APNI dukung rencana pembatasan smelter FeNi dan NPI
KONTAN.CO.ID - JAKARTA. Asosiasi Penambang Nikel Indonesia (APNI) mendukung rencana pemerintah membatasi pembangunan smelter nikel kelas 2 yakni Feronikel (FeNi) dan Nickel Pig Iron (NPI) yang kini tengah disiapkan pemerintah.
Sekretaris Jenderal APNI Meidy Katrin Lengkey mengungkapkan, kebutuhan bahan baku bijih nikel mencapai 255 juta ton per tahun. Sementara cadangan terukur bijih nikel tercatat hanya sebesar 4,6 miliar ton.
Dengan kondisi tersebut maka industri hilir nikel pun diprediksi hanya akan bisa bertahan hingga 18 tahun mendatang. Kondisi ini bahkan bisa memburuk terlebih jika kondisi bijih nikel berkadar tinggi (diatas 1,6%) hanya sebesar 1,7 miliar ton.
Jika industri smelter pirometalurgy hanya mengkonsumsi bijih nikel kadar tinggi maka smelter jenis ini pun diprediksi hanya bakal bertahan paling lama 7 tahun.
"APNI mendukung pemerintah untuk melakukan pembatasan smelter kelas 2 (NPI/FeNi). Tetapi tetap mengundang investor untuk berinvestasi ke end product nikel seperti stainless steel, baterai dan electric vehicle," ujar Meidy dalam keterangan resmi yang diterima Kontan.co.id, Senin (28/6).

== Daftar Entri ==
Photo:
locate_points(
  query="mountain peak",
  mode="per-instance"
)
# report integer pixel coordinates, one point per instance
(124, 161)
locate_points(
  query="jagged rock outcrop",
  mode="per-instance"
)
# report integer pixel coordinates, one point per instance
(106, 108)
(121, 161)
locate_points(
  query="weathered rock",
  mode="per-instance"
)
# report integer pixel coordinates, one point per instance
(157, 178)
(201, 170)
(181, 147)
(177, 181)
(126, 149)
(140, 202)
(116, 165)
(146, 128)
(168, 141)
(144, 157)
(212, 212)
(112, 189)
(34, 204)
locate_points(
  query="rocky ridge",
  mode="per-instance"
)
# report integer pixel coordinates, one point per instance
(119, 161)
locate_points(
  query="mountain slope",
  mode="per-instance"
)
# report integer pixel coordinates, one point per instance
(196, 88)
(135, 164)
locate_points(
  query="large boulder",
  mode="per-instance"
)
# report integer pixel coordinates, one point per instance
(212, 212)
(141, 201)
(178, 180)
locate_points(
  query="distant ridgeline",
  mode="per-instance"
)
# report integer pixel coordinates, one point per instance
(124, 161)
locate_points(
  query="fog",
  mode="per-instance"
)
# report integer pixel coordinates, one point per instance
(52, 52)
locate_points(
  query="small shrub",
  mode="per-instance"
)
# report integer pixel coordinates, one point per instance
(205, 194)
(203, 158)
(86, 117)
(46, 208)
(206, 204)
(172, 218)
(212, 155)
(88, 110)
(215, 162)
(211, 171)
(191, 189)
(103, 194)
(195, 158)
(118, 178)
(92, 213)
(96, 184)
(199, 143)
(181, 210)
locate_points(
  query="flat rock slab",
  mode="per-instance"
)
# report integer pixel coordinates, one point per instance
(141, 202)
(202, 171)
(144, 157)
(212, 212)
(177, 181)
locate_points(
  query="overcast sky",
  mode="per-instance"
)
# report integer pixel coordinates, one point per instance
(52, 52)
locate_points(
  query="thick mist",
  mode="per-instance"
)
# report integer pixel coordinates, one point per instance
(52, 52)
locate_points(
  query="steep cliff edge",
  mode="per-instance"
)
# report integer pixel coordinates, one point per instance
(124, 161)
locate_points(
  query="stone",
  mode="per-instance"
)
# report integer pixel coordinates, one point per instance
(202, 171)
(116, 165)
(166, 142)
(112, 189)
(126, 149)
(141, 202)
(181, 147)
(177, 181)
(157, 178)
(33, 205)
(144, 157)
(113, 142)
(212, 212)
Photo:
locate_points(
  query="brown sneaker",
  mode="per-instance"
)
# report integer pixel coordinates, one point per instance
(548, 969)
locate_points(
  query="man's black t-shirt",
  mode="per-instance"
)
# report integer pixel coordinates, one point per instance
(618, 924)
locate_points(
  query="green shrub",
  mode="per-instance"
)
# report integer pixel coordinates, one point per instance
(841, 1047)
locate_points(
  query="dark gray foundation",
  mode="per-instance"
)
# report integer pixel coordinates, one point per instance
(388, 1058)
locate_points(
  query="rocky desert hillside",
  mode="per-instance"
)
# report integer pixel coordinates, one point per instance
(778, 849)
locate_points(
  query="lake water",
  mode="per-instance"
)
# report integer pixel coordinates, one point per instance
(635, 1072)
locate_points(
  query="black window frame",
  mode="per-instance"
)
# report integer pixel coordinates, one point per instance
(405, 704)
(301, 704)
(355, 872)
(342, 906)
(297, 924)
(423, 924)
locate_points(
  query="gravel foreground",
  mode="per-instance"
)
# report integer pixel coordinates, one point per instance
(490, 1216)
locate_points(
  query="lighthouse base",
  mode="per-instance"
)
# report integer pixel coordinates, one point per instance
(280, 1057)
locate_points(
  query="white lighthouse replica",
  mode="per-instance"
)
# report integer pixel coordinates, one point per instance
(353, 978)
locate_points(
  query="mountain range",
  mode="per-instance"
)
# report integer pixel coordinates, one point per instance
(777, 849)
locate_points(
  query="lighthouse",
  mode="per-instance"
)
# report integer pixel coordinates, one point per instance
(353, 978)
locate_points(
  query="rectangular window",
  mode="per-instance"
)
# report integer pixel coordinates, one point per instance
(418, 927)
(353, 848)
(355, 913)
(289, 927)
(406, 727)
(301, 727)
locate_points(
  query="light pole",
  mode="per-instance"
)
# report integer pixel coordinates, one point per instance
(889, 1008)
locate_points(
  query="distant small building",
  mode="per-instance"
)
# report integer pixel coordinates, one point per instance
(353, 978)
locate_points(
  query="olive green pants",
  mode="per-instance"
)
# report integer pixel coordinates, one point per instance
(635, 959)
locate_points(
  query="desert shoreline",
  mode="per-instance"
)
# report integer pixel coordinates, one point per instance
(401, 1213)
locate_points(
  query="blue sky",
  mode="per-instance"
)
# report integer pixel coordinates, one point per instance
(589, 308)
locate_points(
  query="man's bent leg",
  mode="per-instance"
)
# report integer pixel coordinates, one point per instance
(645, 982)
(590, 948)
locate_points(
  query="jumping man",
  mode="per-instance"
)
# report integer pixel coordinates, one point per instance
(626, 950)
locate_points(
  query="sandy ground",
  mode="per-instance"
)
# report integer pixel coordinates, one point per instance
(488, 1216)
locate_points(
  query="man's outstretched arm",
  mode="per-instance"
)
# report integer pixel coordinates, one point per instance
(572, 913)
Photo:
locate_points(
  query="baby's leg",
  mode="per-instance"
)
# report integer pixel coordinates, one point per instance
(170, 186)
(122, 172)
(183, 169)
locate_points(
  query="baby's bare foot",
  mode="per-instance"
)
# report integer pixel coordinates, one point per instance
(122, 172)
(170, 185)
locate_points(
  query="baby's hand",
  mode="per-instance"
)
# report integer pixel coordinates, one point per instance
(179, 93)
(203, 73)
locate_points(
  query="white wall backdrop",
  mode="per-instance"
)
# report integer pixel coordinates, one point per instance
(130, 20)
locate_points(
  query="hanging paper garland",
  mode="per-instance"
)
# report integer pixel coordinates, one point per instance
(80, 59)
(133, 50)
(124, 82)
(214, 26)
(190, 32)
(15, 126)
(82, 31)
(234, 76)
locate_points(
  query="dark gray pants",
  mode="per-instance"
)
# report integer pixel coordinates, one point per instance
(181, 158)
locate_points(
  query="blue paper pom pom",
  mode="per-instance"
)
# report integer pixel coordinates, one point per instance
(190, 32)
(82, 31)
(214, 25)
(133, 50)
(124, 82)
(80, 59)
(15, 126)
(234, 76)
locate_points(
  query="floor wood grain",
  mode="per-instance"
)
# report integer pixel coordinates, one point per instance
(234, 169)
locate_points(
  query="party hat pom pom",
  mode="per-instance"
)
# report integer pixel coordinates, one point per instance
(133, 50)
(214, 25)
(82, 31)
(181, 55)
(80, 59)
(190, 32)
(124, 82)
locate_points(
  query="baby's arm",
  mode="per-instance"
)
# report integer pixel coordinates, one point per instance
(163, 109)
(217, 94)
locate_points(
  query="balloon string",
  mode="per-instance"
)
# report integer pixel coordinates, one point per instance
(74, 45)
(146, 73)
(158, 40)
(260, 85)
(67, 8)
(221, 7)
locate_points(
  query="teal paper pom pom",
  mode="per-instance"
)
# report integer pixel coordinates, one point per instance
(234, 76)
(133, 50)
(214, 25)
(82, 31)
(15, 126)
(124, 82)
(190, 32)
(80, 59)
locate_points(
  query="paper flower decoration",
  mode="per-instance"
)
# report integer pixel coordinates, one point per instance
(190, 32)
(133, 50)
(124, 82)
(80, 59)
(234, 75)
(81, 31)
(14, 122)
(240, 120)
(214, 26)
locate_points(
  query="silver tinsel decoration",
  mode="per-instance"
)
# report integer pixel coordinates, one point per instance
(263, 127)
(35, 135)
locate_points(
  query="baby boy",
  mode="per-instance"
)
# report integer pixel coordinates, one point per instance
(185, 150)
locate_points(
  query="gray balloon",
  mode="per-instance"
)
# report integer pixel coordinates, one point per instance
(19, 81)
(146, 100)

== Yang Perlu Dikerjakan ==
[1] Jawablah pertanyaan berikut berdasarkan artikel.
(a) Berapa kebutuhan bahan baku bijih nikel per tahun?
(b) Paling lama berapa tahun smelter pirometalurgi diprediksi bertahan jika hanya mengonsumsi bijih nikel kadar tinggi?
(c) Siapa yang menjabat Sekretaris Jenderal APNI?
[2] Ganti "industri hilir nikel" dengan "sektor hilir nikel" pada seluruh bagian artikel dari "Sekretaris Jenderal APNI" hingga "lama 7 tahun.", lalu tuliskan bagian itu kembali.
[3] Sebutkan semua produk akhir nikel yang disebutkan dalam artikel sebagai sasaran investasi.
Baris-baris di atas merupakan bahan tersendiri yang terpisah dari artikel.

== Jawaban Tugas ==
[1]
(a) 255 juta ton per tahun.
(b) Paling lama 7 tahun.
(c) Meidy Katrin Lengkey.

[2]
Sekretaris Jenderal APNI Meidy Katrin Lengkey mengungkapkan, kebutuhan bahan baku bijih nikel mencapai 255 juta ton per tahun. Sementara cadangan terukur bijih nikel tercatat hanya sebesar 4,6 miliar ton.
Dengan kondisi tersebut maka sektor hilir nikel pun diprediksi hanya akan bisa bertahan hingga 18 tahun mendatang. Kondisi ini bahkan bisa memburuk terlebih jika kondisi bijih nikel berkadar tinggi (diatas 1,6%) hanya sebesar 1,7 miliar ton.
Jika industri smelter pirometalurgy hanya mengkonsumsi bijih nikel kadar tinggi maka smelter jenis ini pun diprediksi hanya bakal bertahan paling lama 7 tahun.

[3] Stainless steel, baterai, dan electric vehicle.